Request 1:
Edit the Wisconsin Supreme Court article by rewriting the stretch from "In a matter" through "abortions in Wisconsin." with "administrative director" changed to "court administrator".
Request 2:
Answer these questions using the Wisconsin Supreme Court article:
(a) Where did the incoming justice take her oath?
(b) What word did the chief justice use to describe her liberal colleagues' actions?
(c) From what century is the law the attorney general challenged?
Request 3:
Please extend the Wisconsin Supreme Court article by continuing it from its final sentence.
··· Text block ···
Updated 12:44 PM August 28, 2023


MADISON, Wis. — Standing in the marble-lined rotunda of the state capitol earlier this month, the incoming justice of the Wisconsin Supreme Court raised her right hand, pledged to fulfill her duties "faithfully and impartially," and initiated a new era on a powerful court that has long been dominated by conservatives.

In a matter of days, the new majority stripped responsibilities from the court's conservative chief justice and dismissed its administrative director, a former judge with conservative views who once ran for the court. These sudden changes led the chief justice to accuse her liberal colleagues of carrying out a "coup." Shortly after, Republican lawmakers threatened to impeach the court's newest member.

Liberal groups, accustomed to viewing the court as an unfriendly environment, swiftly maneuvered for potential victories on several major issues. They filed lawsuits in an attempt to redraw the state's legislative districts, which heavily favor Republicans. Additionally, the Democratic attorney general sought to expedite a case challenging a 19th-century law that has prevented doctors from performing abortions in Wisconsin.
··· Data provided ···
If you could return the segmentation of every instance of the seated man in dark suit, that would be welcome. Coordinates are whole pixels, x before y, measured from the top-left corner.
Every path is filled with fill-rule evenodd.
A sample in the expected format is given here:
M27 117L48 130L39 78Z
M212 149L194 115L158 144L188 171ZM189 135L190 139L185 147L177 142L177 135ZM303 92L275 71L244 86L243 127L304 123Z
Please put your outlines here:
···
··· Data provided ···
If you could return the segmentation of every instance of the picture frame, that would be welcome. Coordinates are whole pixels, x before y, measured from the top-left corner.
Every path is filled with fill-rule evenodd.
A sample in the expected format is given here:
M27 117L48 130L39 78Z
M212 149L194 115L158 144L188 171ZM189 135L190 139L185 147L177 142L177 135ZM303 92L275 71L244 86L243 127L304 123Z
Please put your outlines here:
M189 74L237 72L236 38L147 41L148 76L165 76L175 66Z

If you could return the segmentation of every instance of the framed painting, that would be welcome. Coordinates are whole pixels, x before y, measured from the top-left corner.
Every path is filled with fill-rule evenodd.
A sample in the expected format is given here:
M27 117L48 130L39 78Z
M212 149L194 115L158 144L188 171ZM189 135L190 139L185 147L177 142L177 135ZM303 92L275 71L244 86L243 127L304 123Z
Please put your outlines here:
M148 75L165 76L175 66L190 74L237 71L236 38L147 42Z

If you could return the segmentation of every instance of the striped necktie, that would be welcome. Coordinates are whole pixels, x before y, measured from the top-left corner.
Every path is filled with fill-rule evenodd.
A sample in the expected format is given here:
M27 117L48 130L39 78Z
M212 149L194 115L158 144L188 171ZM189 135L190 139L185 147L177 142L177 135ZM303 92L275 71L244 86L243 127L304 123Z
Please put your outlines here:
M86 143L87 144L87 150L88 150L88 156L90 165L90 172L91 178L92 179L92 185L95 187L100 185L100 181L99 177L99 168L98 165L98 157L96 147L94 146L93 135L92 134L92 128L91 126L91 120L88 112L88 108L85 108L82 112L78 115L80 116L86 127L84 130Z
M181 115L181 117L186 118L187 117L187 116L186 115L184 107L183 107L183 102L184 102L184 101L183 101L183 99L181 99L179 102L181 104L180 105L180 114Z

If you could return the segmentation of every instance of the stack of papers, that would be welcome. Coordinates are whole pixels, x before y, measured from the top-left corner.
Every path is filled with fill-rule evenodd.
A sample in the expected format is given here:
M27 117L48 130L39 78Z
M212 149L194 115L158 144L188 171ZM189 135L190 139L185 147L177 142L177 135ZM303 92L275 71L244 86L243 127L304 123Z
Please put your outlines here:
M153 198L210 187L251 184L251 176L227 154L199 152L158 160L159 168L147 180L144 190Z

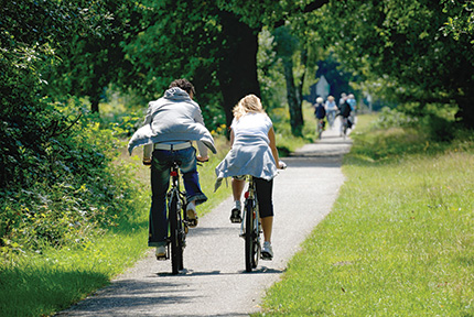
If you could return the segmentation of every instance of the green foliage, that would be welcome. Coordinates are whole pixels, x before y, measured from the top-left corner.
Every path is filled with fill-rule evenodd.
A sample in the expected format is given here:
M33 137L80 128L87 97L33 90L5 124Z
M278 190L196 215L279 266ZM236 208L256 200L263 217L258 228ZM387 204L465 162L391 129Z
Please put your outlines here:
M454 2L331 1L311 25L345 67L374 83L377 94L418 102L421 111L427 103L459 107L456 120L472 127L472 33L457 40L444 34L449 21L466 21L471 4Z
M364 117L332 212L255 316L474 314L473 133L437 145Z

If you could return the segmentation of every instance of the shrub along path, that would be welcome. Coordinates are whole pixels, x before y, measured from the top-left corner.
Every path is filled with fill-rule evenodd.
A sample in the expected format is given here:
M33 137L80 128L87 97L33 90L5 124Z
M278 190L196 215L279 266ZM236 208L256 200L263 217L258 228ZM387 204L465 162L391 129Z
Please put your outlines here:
···
··· Data provided ···
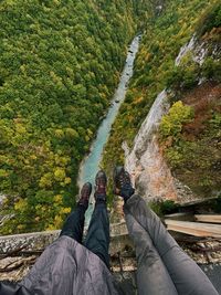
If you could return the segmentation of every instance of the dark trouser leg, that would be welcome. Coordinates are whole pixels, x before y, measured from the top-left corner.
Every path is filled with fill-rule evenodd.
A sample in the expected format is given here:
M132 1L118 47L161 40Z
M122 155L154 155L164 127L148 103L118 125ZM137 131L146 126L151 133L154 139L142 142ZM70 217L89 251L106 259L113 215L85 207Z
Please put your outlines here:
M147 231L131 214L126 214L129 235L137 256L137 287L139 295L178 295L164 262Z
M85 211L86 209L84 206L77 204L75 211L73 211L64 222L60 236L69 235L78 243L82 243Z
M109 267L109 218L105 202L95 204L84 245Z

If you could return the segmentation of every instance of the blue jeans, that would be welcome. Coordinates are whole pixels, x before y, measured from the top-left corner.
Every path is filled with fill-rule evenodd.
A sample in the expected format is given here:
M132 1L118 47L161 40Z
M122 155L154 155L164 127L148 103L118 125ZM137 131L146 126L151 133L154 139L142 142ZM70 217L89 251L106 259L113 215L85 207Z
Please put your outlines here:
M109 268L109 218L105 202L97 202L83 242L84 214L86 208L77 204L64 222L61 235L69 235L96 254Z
···
Task answer 1:
In a matter of days, the new majority stripped responsibilities from the court's conservative chief justice and dismissed its court administrator, a former judge with conservative views who once ran for the court. These sudden changes led the chief justice to accuse her liberal colleagues of carrying out a "coup." Shortly after, Republican lawmakers threatened to impeach the court's newest member.

Liberal groups, accustomed to viewing the court as an unfriendly environment, swiftly maneuvered for potential victories on several major issues. They filed lawsuits in an attempt to redraw the state's legislative districts, which heavily favor Republicans. Additionally, the Democratic attorney general sought to expedite a case challenging a 19th-century law that has prevented doctors from performing abortions in Wisconsin.

Task answer 2:
(a) In the marble-lined rotunda of the state capitol
(b) "Coup"
(c) The 19th century

Task answer 3:
"This represents a significant shift in Wisconsin policy and politics," said C.J. Szafir, the CEO of the Wisconsin-based Institute for Reforming Government, a conservative organization. "We are about to witness a very progressive state Supreme Court, unlike anything we have seen in quite some time. And it will undoubtedly change how everything operates."

The transformation of the Wisconsin court is the outcome of an April election that became the most expensive judicial race in U.S. history, with campaigns and interest groups spending over $50 million.

At stake in that race, following the retirement of a conservative justice who held a decisive vote on a 4-3 court, was the question of who would make crucial rulings in a swing state that could determine the winner of the 2024 presidential election. Conservatives had controlled the court for 15 years, during which they upheld a voter ID law, approved limits on collective bargaining for public workers, banned absentee ballot drop boxes, and terminated a comprehensive campaign finance investigation into Republicans.

Janet Protasiewicz, a judge from Milwaukee County, won by an 11-point margin and shifted control of the court to give liberals a 4-3 majority when she was sworn in on August 1. Protasiewicz, who declined interview requests, openly expressed her support for abortion rights and opposition to what she referred to as "rigged" maps that have granted Republicans significant majorities in the state legislature. Political strategists noted that her straightforward approach aided her victory, even as court observers worried that she was making judges appear more like politicians rather than impartial referees.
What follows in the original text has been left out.